Application Process Starts for LA’s Basic Guaranteed Income Pilot

Application Process Starts for LA’s Basic Guaranteed Income Pilot
Skid Row in Los Angeles, Calif., on June 9, 2021. (John Fredricks/The Epoch Times)
City News Service
10/30/2021
Updated:
10/31/2021

LOS ANGELES—Applications are open through Nov. 7 for the city’s guaranteed basic income pilot program, which will give $1,000 a month to 3,000 households for a year.

The nearly $40 million BIG:LEAP (Basic Income Guaranteed: Los Angeles Economic Assistance Pilot) program is the largest of its kind in the United States.

“Its name perfectly captures what we’re doing here in L.A. because we’re taking a big leap forward in our generational fight to end poverty,” Mayor Eric Garcetti said on Oct. 27.

The application process opened Oct. 29. People can apply at bigleap.lacity.org. More information is available from Councilman Curren Price’s district office at 323-846-2651.

Only households with at least one dependent child will be considered, and recipients must live in the city of Los Angeles, be over the age of 18, and have an income at or below the federal poverty line. They also must have experienced economic or medical hardship related to the COVID-19 pandemic.

More than a quarter of the recipients will come from Price’s District 9. Price said on Oct. 26 that his district office, at 4301 S. Central Ave., would serve as a command center during the application window to assist constituents. Additional sites—including the Vermont Square Branch Library, Ascot Branch Library, Junipero Serra Branch Library, the All Peoples Community Center, and Trade-Tech College—will provide computers, Wi-Fi, and language support to help District 9 residents apply.

Garcetti said officials looked at data from a smaller GPI program in Stockton while developing the pilot, and research showed that the 125 Stockton residents who received $500 per month were more than twice as likely to secure full-time jobs as people in a control group.

“They landed full-time employment because they could afford to take that job interview that before they couldn’t. Maybe instead of two jobs, they could have one, and they were able to get full-time employment more than twice the rate of nonrecipients,” Garcetti said, citing findings by Stacia West of the University of Tennessee’s College of Social Work and Amy Castro Baker of the School of Social Policy and Practice at the University of Pennsylvania.

++++++++++++++++++++

## List of tasks:
• A. In the article on the Los Angeles guaranteed income pilot, what is the last day to apply?
• B. Pick up the article on the Los Angeles guaranteed income pilot after its final paragraph and write the next one.

++++++++++++++++++++

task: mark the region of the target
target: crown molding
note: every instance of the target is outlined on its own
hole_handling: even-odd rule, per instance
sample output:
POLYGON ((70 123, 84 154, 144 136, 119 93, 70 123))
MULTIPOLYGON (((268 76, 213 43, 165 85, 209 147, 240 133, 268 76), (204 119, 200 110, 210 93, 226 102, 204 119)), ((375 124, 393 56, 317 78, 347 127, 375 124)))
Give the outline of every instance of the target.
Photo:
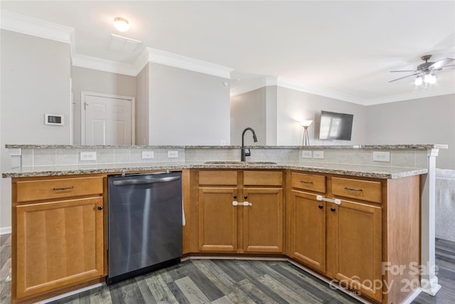
POLYGON ((161 63, 227 79, 230 79, 230 73, 233 70, 230 68, 164 51, 151 48, 146 48, 146 50, 149 54, 149 62, 161 63))
POLYGON ((74 42, 75 29, 7 11, 0 11, 1 28, 55 41, 74 42))
POLYGON ((138 70, 138 67, 135 65, 121 63, 80 54, 73 55, 73 65, 129 76, 136 76, 141 71, 141 69, 138 70))

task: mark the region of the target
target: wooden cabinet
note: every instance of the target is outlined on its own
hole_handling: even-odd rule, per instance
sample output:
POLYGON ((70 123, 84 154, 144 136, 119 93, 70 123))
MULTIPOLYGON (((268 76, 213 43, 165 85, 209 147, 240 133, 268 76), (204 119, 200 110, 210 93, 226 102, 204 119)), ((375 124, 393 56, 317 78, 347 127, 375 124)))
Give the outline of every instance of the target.
POLYGON ((382 299, 381 208, 341 200, 329 203, 326 273, 350 289, 382 299))
POLYGON ((102 194, 102 177, 13 179, 12 301, 105 276, 102 194))
POLYGON ((245 252, 283 251, 283 190, 244 188, 243 250, 245 252))
POLYGON ((290 201, 290 256, 326 272, 326 202, 316 194, 292 190, 290 201))
POLYGON ((291 172, 288 194, 292 258, 380 300, 381 206, 338 198, 381 201, 381 182, 291 172))
POLYGON ((199 248, 237 251, 237 188, 199 189, 199 248))
POLYGON ((287 172, 287 255, 376 303, 419 281, 418 176, 394 179, 287 172), (400 267, 400 273, 382 269, 400 267))
POLYGON ((282 252, 282 183, 281 171, 199 171, 198 250, 282 252))

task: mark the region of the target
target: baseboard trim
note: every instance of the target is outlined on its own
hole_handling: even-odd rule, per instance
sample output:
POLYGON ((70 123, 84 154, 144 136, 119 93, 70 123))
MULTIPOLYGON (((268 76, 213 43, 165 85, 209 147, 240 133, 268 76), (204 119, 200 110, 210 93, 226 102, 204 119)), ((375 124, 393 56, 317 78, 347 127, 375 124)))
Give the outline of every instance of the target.
POLYGON ((9 234, 11 233, 11 226, 9 227, 1 227, 0 228, 0 235, 2 234, 9 234))
POLYGON ((90 289, 96 288, 100 286, 102 286, 103 284, 101 283, 98 283, 97 284, 91 285, 90 286, 84 287, 83 288, 77 289, 76 290, 70 291, 69 293, 63 293, 62 295, 58 295, 53 298, 49 298, 48 299, 41 300, 41 301, 36 302, 35 304, 45 304, 49 302, 55 301, 56 300, 63 299, 63 298, 69 297, 70 295, 75 295, 77 293, 82 293, 84 291, 90 290, 90 289))

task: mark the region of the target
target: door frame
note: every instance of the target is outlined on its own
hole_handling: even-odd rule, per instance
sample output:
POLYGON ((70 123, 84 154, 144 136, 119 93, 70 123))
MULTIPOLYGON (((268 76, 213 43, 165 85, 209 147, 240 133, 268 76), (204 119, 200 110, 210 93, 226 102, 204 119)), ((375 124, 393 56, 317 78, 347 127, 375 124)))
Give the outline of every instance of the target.
POLYGON ((107 98, 123 99, 131 102, 131 144, 136 145, 136 98, 132 96, 122 96, 114 94, 105 94, 95 92, 80 92, 80 144, 85 145, 85 96, 105 97, 107 98))

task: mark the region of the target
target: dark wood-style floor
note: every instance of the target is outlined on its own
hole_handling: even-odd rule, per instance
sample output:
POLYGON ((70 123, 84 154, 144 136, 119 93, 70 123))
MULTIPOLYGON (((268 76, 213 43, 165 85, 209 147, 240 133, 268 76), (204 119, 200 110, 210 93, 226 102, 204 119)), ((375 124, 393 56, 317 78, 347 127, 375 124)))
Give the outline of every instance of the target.
MULTIPOLYGON (((455 243, 437 240, 435 297, 421 293, 420 304, 455 303, 455 243)), ((0 236, 0 302, 11 299, 11 235, 0 236)), ((53 303, 353 303, 326 282, 287 261, 188 260, 180 264, 53 303)))

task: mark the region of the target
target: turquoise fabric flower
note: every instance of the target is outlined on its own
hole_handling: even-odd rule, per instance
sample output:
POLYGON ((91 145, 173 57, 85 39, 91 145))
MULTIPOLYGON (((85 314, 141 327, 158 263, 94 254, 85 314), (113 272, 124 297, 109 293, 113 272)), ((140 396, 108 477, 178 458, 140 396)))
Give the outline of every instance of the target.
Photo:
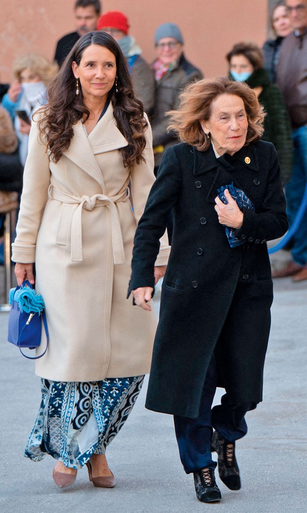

++++++++++++++++++++

## Answers given:
• A. Nov. 7

• B.
Critics of the programs often cite opposition to handing out money without restrictions on how it can be spent.

“If it’s the government’s money, they should absolutely be able to control how it’s spent. You don’t want people going out and buying cigarettes and booze with this,” said Jon Coupal, president of the Howard Jarvis Taxpayers Association, a nonprofit that seeks to defend the rights of taxpayers. “It would be more consistent with existing programs, for example the SNAP program, the food stamp program; you get vouchers to buy food. Same with Section Eight housing, you get vouchers to purchase housing.”

On Oct. 26, the city council approved $27.4 million for the program citywide, which includes about $3.4 million for Price’s district. Price’s office will provide another $6 million from its Guaranteed Basic Income Funds.

The offices of Council Districts 6, 8, and 10 also provided funding from their offices’ GBI funds, totaling more than $5 million.

The council also approved nearly $4 million for research and design services related to the pilot program.

The city partnered with academics to study the program’s impact on factors such as recipients’ mental health, food security, housing security, employment, homelessness, parenting, family dynamics. Garcetti said he hopes the program, as the largest sample in the U.S., will provide data to the state and federal governments in hopes of larger such programs being implemented.